TASK DESCRIPTION ::
Return, word for word, every line starting at the line with "For each instance of the driver" and ending at the final line of the entries; skip the pictures.

STORED DATA ::

________

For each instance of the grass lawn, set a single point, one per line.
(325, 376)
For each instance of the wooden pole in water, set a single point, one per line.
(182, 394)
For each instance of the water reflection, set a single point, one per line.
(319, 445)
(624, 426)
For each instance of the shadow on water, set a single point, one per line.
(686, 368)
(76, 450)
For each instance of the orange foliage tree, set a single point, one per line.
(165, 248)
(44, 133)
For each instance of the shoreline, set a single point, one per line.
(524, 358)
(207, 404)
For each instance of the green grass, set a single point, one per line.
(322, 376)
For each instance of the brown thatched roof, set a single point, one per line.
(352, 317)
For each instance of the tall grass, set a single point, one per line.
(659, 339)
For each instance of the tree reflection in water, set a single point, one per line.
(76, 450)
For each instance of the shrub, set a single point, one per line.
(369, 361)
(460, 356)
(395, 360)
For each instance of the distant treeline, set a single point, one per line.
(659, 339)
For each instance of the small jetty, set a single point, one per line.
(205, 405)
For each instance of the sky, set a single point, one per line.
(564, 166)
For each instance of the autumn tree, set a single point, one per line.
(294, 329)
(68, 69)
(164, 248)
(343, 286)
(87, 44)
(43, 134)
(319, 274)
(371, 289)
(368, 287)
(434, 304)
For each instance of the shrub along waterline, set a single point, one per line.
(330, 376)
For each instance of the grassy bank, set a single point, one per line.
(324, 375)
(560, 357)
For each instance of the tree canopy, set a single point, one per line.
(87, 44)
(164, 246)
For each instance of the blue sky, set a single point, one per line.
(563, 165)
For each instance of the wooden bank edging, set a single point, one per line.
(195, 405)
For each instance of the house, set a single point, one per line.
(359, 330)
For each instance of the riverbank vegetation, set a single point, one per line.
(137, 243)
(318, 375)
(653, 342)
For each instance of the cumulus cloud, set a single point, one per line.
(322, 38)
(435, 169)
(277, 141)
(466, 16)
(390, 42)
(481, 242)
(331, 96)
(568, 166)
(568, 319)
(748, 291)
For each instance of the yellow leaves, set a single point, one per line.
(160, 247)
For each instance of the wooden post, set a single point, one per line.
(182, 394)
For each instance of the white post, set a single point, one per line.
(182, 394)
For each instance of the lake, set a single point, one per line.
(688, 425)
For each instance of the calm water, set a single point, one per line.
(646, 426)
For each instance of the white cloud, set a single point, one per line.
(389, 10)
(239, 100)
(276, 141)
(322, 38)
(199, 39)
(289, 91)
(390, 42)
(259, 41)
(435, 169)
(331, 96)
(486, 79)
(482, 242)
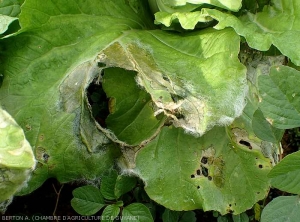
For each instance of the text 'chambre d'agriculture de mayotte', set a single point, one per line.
(66, 218)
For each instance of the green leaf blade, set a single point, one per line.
(280, 97)
(259, 29)
(17, 160)
(202, 173)
(136, 211)
(282, 209)
(110, 213)
(131, 114)
(87, 200)
(285, 175)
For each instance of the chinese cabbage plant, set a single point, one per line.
(197, 99)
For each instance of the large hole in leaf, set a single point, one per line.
(98, 101)
(119, 104)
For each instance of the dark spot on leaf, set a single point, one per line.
(101, 64)
(46, 157)
(245, 143)
(204, 171)
(204, 160)
(28, 127)
(166, 78)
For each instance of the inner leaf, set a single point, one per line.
(131, 111)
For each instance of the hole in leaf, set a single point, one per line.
(166, 78)
(245, 143)
(204, 160)
(45, 157)
(101, 64)
(204, 171)
(98, 101)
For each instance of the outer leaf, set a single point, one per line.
(282, 209)
(131, 114)
(243, 217)
(124, 184)
(16, 157)
(286, 175)
(5, 21)
(201, 77)
(280, 95)
(213, 172)
(170, 216)
(264, 130)
(233, 5)
(260, 31)
(137, 211)
(47, 70)
(110, 213)
(87, 200)
(188, 20)
(108, 183)
(10, 8)
(188, 216)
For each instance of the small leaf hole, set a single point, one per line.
(245, 143)
(204, 160)
(204, 171)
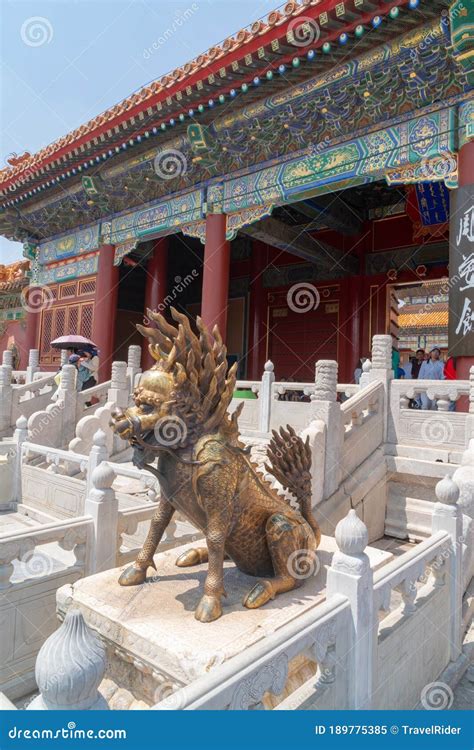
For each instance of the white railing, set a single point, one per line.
(33, 564)
(362, 418)
(88, 401)
(440, 428)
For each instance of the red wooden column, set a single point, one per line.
(465, 177)
(257, 312)
(31, 332)
(155, 289)
(105, 309)
(349, 328)
(215, 283)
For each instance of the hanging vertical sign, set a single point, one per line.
(461, 271)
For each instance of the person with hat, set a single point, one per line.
(83, 373)
(432, 369)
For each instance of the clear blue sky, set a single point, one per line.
(65, 61)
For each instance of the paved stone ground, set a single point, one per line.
(463, 695)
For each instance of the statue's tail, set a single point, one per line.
(290, 464)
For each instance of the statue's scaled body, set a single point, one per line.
(180, 419)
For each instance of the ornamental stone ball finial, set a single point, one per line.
(99, 438)
(351, 534)
(103, 476)
(70, 667)
(22, 423)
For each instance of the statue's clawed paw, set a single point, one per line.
(194, 556)
(133, 575)
(261, 593)
(208, 609)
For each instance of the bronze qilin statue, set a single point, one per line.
(180, 418)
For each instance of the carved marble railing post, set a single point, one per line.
(6, 395)
(19, 436)
(365, 378)
(447, 516)
(133, 364)
(102, 504)
(265, 397)
(33, 365)
(350, 574)
(381, 370)
(97, 454)
(324, 406)
(464, 478)
(67, 398)
(119, 391)
(470, 422)
(69, 669)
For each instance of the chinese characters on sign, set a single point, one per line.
(461, 269)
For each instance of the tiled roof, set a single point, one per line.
(437, 319)
(277, 25)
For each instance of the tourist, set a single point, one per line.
(395, 361)
(412, 372)
(90, 360)
(416, 363)
(432, 369)
(82, 374)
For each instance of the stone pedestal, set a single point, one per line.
(155, 645)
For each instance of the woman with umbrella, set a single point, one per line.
(88, 352)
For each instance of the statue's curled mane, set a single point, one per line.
(202, 388)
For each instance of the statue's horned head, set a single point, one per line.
(186, 393)
(154, 389)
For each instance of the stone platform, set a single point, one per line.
(154, 643)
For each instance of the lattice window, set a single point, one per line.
(46, 332)
(86, 320)
(66, 291)
(59, 327)
(87, 286)
(73, 319)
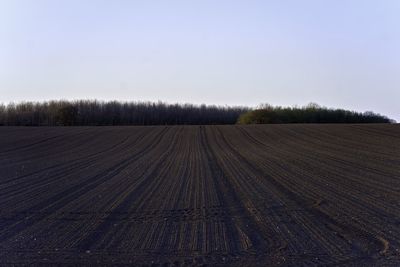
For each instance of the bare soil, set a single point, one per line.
(256, 195)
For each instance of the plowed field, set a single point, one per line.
(280, 195)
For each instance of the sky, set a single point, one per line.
(338, 53)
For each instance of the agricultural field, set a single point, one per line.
(238, 195)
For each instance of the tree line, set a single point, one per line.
(93, 112)
(312, 113)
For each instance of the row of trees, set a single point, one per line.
(312, 113)
(93, 112)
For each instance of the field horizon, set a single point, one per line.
(237, 195)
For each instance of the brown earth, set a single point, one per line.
(268, 195)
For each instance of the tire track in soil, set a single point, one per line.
(206, 195)
(59, 200)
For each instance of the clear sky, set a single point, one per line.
(338, 53)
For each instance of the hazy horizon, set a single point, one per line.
(340, 54)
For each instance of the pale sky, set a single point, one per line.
(338, 53)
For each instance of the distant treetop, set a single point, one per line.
(311, 113)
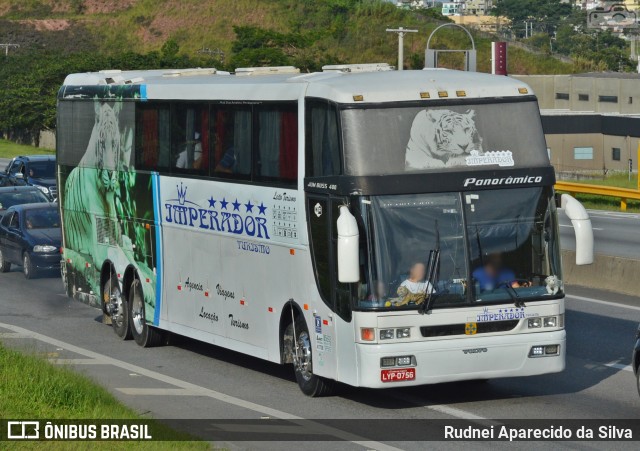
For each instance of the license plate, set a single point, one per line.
(398, 375)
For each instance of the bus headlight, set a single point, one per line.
(545, 321)
(386, 334)
(404, 332)
(404, 361)
(368, 334)
(534, 323)
(544, 351)
(44, 248)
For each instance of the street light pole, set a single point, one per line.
(401, 32)
(7, 46)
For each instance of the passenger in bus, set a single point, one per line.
(227, 162)
(380, 293)
(492, 274)
(414, 289)
(183, 156)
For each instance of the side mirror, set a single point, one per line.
(582, 227)
(348, 247)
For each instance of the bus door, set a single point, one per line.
(328, 332)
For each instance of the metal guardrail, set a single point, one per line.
(611, 191)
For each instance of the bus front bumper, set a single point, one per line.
(460, 359)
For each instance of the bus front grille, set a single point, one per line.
(459, 329)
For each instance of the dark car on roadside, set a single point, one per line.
(19, 195)
(30, 236)
(635, 359)
(32, 170)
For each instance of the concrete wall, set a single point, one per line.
(562, 153)
(626, 88)
(616, 274)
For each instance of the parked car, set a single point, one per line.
(18, 195)
(635, 360)
(34, 170)
(30, 236)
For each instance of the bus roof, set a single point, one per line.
(339, 86)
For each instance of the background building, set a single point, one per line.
(591, 121)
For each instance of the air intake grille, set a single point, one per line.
(106, 231)
(459, 329)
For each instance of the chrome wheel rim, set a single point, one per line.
(137, 312)
(302, 358)
(113, 294)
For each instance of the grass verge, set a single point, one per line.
(10, 149)
(32, 388)
(597, 202)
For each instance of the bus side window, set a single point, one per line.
(190, 139)
(153, 139)
(277, 146)
(232, 132)
(323, 139)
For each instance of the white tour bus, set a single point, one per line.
(374, 227)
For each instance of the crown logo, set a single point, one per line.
(182, 193)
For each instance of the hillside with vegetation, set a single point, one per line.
(57, 37)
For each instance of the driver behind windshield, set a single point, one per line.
(492, 274)
(414, 288)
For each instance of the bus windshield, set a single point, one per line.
(494, 246)
(418, 138)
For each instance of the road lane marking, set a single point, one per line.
(77, 361)
(328, 430)
(13, 335)
(159, 392)
(620, 366)
(447, 410)
(592, 228)
(607, 303)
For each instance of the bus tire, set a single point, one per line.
(111, 288)
(5, 266)
(310, 384)
(120, 315)
(145, 335)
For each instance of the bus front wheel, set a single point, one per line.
(118, 307)
(145, 335)
(310, 384)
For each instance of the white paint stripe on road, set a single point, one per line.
(447, 410)
(570, 226)
(457, 413)
(77, 361)
(620, 366)
(607, 303)
(13, 335)
(352, 438)
(159, 392)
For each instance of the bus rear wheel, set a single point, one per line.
(310, 384)
(145, 335)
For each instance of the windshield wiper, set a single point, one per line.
(513, 294)
(432, 271)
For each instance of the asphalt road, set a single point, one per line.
(615, 233)
(189, 379)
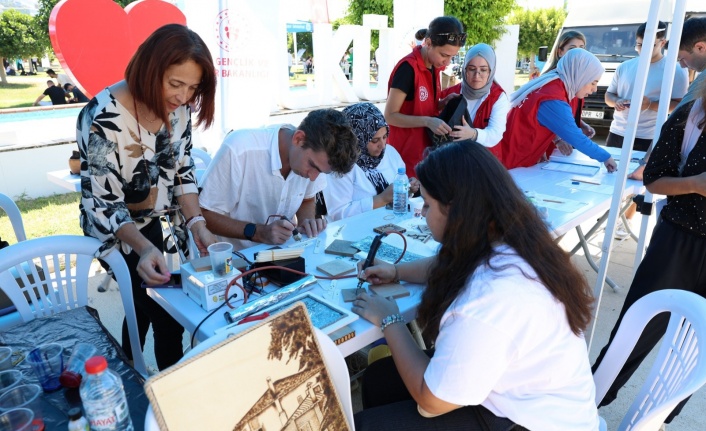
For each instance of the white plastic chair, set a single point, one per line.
(332, 357)
(680, 367)
(9, 206)
(58, 290)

________

IN RESPONSE ::
For each instance of the driver behind windshield, set a single point, one per line.
(492, 274)
(414, 288)
For each instance of the bus windshield, set a single point, one per line.
(494, 246)
(418, 138)
For each instance of the road lane marking, set a single point, one per line.
(77, 361)
(328, 430)
(13, 335)
(159, 392)
(620, 366)
(447, 410)
(592, 228)
(607, 303)
For each instance of the bus tire, set a single point, one per line.
(111, 288)
(5, 266)
(310, 384)
(120, 315)
(145, 335)
For each instance of the bus front wheel, set a single point, one per line.
(118, 307)
(145, 335)
(310, 384)
For each instance of the white paint stripe on road, set a single point, one per line.
(447, 410)
(570, 226)
(457, 413)
(77, 361)
(620, 366)
(607, 303)
(13, 335)
(352, 438)
(159, 392)
For each instance of the bus rear wheel, set a single point, one per line.
(310, 384)
(145, 335)
For each instance of the windshield wiper, set a single point, one per line.
(513, 294)
(432, 271)
For each instance of the asphalt road, set a single point, one per line.
(615, 233)
(189, 379)
For each instance of the white plastic chair, set a single point, one per line.
(332, 357)
(680, 367)
(9, 206)
(58, 290)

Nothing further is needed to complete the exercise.